Pandas follows a "Convention Over Configuration" approach in its API design. This means that the same API has been fitted to cater to a broad range of data and use cases.

When a pandas function is called, the following things (among others) must internally be handled by the function, to ensure working

1. Index/axis alignment
2. Handling mixed datatypes
3. Handling missing data

Almost every function will have to deal with these to varying extents, and this presents an overhead. The overhead is less for numeric functions (for example, Series.add), while it is more pronounced for string functions (for example, Series.str.replace).

for loops, on the other hand, are faster then you think. What's even better is list comprehensions (which create lists through for loops) are even faster as they are optimized iterative mechanisms for list creation.

List comprehensions follow the pattern

[f(x) for x in seq]

Where seq is a pandas series or DataFrame column. Or, when operating over multiple columns,

[f(x, y) for x, y in zip(seq1, seq2)]

Where seq1 and seq2 are columns.

Numeric Comparison

Consider a simple boolean indexing operation. The list comprehension method has been timed against Series.ne (!=) and query. Here are the functions:

# Boolean indexing with Numeric value comparison.
df[df.A != df.B]                            # vectorized !=
df.query('A != B')                          # query (numexpr)

GIVEN EXERCISE A:
List every item that the text on pandas performance says a pandas function must handle internally when it is called.
GIVEN EXERCISE B:
Reproduce verbatim the passage of the text on pandas performance from "for loops, on" up to and including "seq2 are columns.".
The lines after this point come from a separate source, unrelated to the text on pandas performance.

COLLECTED MATERIAL:

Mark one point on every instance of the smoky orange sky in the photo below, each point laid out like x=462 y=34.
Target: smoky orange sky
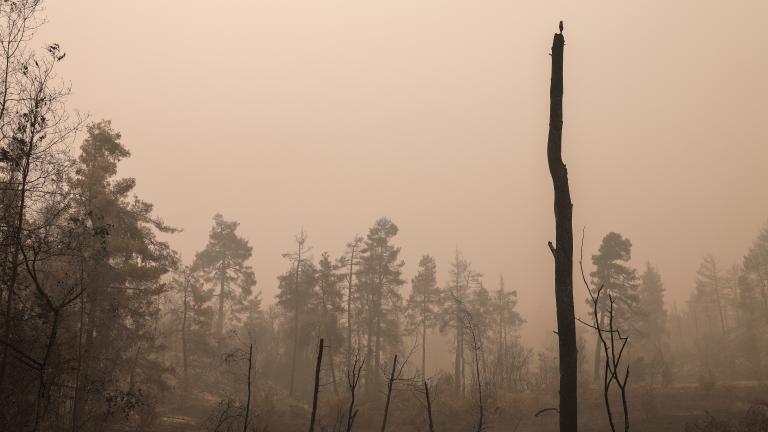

WORKED ANSWER A:
1. Index/axis alignment
2. Handling mixed datatypes
3. Handling missing data

WORKED ANSWER B:
for loops, on the other hand, are faster then you think. What's even better is list comprehensions (which create lists through for loops) are even faster as they are optimized iterative mechanisms for list creation.

List comprehensions follow the pattern

[f(x) for x in seq]

Where seq is a pandas series or DataFrame column. Or, when operating over multiple columns,

[f(x, y) for x, y in zip(seq1, seq2)]

Where seq1 and seq2 are columns.